### Consigne
D'après le texte sur les réseaux de propane, pourquoi les contrats passés avec les promoteurs ou les mairies ne sont-ils pas des contrats de 5 ans ? Répondez en une à trois phrases.

### Texte choisi
··········

Un « ilôt propane » est un réseau de propane en canalisations desservant un village ou un groupe d’habitations alimentés en gaz par une ou plusieurs citernes à usage collectif. Quels que soient le propriétaire du réseau de canalisations ou les montages juridiques mis en place, la seule chose qui importe aux yeux des propaniers est de garder la propriété des réservoirs alimentant ces réseaux. De fait, nos chers propaniers possèdent en France la quasi-totalité des citernes collectives approvisionnant résidences ou villages non desservis par le gaz naturel. Et ils signent de juteux contrats avec les promoteurs immobiliers ou les mairies pour approvisionner une clientèle captive sur la base de contrats exclusifs d’une durée de 30 ans. Le délégataire public ou le promoteur ne pouvant exiger la protection du droit de la consommation au bénéfice de ses administrés ou de ses clients, il ne saurait être question ici de contrats de 5 ans : le propanier exige de pouvoir amortir ses frais sur les durées les plus longues possibles. Et puisque les sociétés autoroutières ne se gênent pas pour demander (et obtenir) de l’Etat des concessions de 50 ans ou plus, les propaniers auraient tort de se contenter d’une rente de 10 ou 15 ans dès lors qu’ils se trouvent face à une équipe municipale prête à signer n’importe quel contrat pour éviter d’avoir à réfléchir sur les lendemains qui déchantent.

··········

### Extrait de source
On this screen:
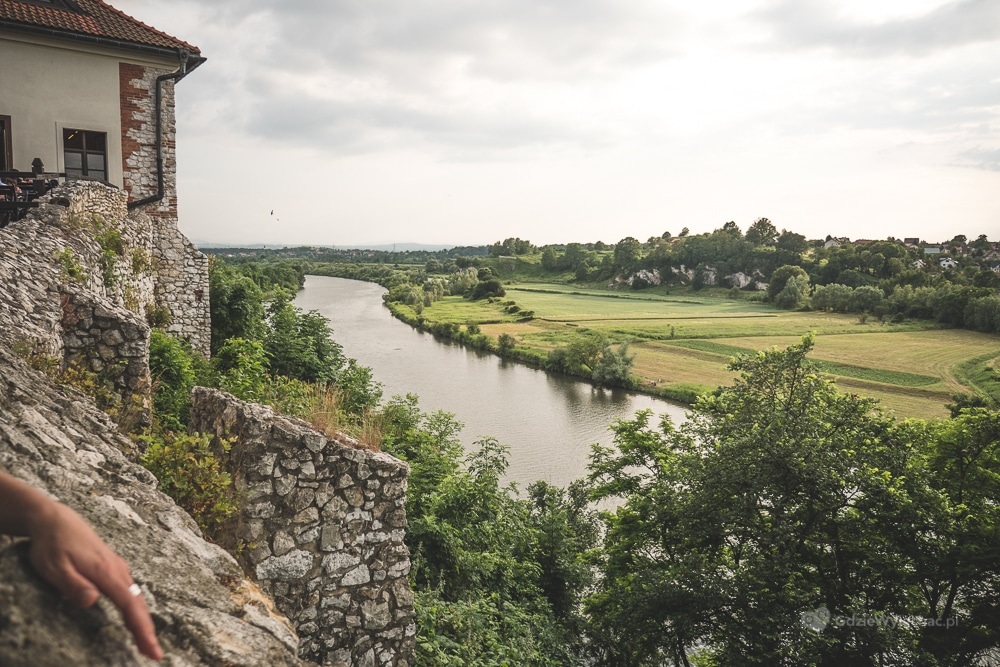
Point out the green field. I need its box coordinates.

··········

### Résultat final
Le promoteur ou le délégataire public ne peut pas exiger la protection du droit de la consommation pour ses clients ou ses administrés. Le propanier peut donc imposer ses conditions, et il veut amortir ses frais sur la durée la plus longue possible. C'est pourquoi les contrats sont exclusifs et durent 30 ans.